(Region pointing data)

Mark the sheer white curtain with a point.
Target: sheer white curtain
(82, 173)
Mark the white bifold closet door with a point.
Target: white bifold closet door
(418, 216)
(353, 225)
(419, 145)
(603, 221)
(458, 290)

__ASSIGNMENT__: Each line shown above needs to be transcribed exactly.

__SOLUTION TO THIS TASK__:
Mark the sheer white curtain with a point.
Target: sheer white curtain
(82, 173)
Mark the white bifold closet door with a point.
Target: white bifold closet door
(418, 216)
(353, 225)
(419, 145)
(603, 221)
(458, 290)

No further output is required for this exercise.